#### Exercise goal
Rewrite the listing below with every "rough mask" changed to "coarse mask" and everything else left as it is. Leave out the pictures.

--

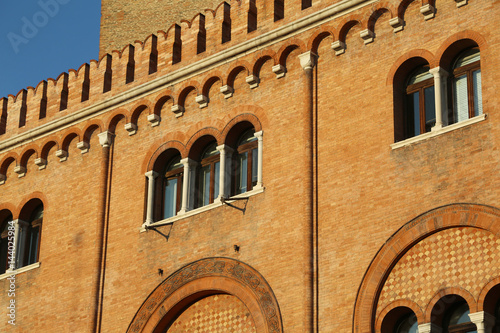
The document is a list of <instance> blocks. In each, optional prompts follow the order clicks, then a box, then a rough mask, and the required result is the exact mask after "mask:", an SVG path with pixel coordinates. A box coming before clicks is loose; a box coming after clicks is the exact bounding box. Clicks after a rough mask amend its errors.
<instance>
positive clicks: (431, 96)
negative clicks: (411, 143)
mask: <svg viewBox="0 0 500 333" xmlns="http://www.w3.org/2000/svg"><path fill="white" fill-rule="evenodd" d="M434 98H435V97H434V77H433V76H432V74H430V73H429V67H428V66H421V67H419V68H417V69H416V70H415V71H414V72H413V73H412V74H411V75H410V77H409V78H408V81H407V84H406V105H405V117H404V119H405V129H406V132H405V138H406V139H407V138H411V137H414V136H417V135H420V134H423V133H426V132H429V131H430V130H431V128H432V127H433V126H434V124H435V123H436V110H435V104H434V103H435V101H434Z"/></svg>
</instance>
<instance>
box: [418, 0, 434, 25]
mask: <svg viewBox="0 0 500 333" xmlns="http://www.w3.org/2000/svg"><path fill="white" fill-rule="evenodd" d="M420 13H421V14H422V15H424V20H426V21H427V20H430V19H433V18H434V17H435V16H436V8H434V7H433V6H432V5H431V4H425V5H423V6H422V7H420Z"/></svg>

--

#### Completed exercise
The document is a list of <instance> blocks. In each, optional prompts follow the order clicks, then a box, then a coarse mask, and the required result is the exact mask after "mask:", an SVG path with pixel coordinates. A box coming before clicks is loose; a box coming after clicks is the exact bounding box. Clicks after a coarse mask amend its errors.
<instance>
positive clicks: (431, 96)
negative clicks: (411, 143)
mask: <svg viewBox="0 0 500 333" xmlns="http://www.w3.org/2000/svg"><path fill="white" fill-rule="evenodd" d="M434 98H435V97H434V77H433V76H432V74H430V73H429V67H428V66H421V67H419V68H417V69H416V70H415V71H414V72H413V73H412V74H411V75H410V77H409V78H408V81H407V84H406V105H405V117H404V119H405V129H406V132H405V138H406V139H407V138H411V137H414V136H417V135H420V134H423V133H426V132H429V131H430V130H431V128H432V127H433V126H434V124H435V123H436V110H435V104H434V103H435V101H434Z"/></svg>
</instance>
<instance>
box: [418, 0, 434, 25]
mask: <svg viewBox="0 0 500 333" xmlns="http://www.w3.org/2000/svg"><path fill="white" fill-rule="evenodd" d="M420 13H421V14H422V15H424V20H426V21H427V20H430V19H433V18H434V17H435V16H436V8H434V7H433V6H432V5H431V4H425V5H423V6H422V7H420Z"/></svg>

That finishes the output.